=== ACTIVITY ===
In your answer, repeat each line of the data exactly.

Segment Start: DATASET ENTRIES

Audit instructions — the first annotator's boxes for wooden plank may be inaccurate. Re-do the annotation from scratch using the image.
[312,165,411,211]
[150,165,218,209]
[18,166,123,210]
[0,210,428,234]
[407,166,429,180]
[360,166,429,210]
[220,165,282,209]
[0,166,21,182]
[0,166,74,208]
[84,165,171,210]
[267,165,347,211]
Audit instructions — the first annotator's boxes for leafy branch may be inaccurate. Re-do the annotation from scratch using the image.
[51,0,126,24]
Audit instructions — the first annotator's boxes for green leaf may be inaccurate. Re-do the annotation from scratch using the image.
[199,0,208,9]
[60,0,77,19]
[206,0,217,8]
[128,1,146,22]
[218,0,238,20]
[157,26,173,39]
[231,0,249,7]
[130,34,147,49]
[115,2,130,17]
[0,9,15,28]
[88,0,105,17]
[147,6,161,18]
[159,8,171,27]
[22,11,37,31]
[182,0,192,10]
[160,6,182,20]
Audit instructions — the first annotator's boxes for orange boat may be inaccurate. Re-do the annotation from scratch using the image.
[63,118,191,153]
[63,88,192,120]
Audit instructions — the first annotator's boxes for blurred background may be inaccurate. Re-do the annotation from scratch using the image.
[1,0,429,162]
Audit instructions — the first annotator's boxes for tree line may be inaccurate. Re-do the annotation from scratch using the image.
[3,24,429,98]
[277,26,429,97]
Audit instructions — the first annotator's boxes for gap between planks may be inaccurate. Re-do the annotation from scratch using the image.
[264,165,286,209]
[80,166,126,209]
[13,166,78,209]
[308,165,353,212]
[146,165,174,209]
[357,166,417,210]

Segment End: DATASET ENTRIES

=== ANSWER FOR THE TASK ===
Audit instructions — the first annotator's boxes for wooden plank may be inaccurate. Re-do the annotation from scratch using the image.
[312,165,411,211]
[150,165,218,209]
[18,166,123,210]
[0,210,428,234]
[407,166,429,180]
[360,166,429,210]
[220,165,282,209]
[0,166,21,182]
[0,166,74,208]
[84,165,171,210]
[267,165,347,211]
Audit instructions — the first annotator's boxes for leafy branch may be inaccurate. Re-do the annotation from scratch using the image.
[51,0,126,24]
Audit instructions — the first annotator's boxes for green leaf may be inaccurate. Re-do the annotation from scratch using the image.
[199,0,208,9]
[60,0,77,19]
[206,0,217,8]
[128,1,146,22]
[218,0,238,20]
[157,26,173,39]
[231,0,249,7]
[130,34,147,49]
[115,2,130,17]
[0,9,15,28]
[88,0,105,17]
[147,6,161,18]
[159,8,171,27]
[22,11,37,31]
[182,0,192,10]
[160,6,182,20]
Audit instructions — the first annotator's boxes for orange boat may be inaccurate. Re-do the annotation from scratch using the image.
[63,118,191,153]
[63,88,192,120]
Audit instructions — the first annotator's boxes for blurred background may be inaccurate. Re-do the annotation from scratch using the image.
[1,0,429,162]
Audit instructions — the first annotator's boxes for tree line may be inaccurate. Re-do the annotation from scratch using the image.
[3,24,429,98]
[277,26,429,97]
Audit instructions — the first annotator's boxes for gap between planks may be inaccurate. Re-do the annotation from scratch using the image.
[264,165,286,209]
[80,166,126,209]
[13,166,78,209]
[308,165,353,212]
[146,165,174,209]
[357,166,417,210]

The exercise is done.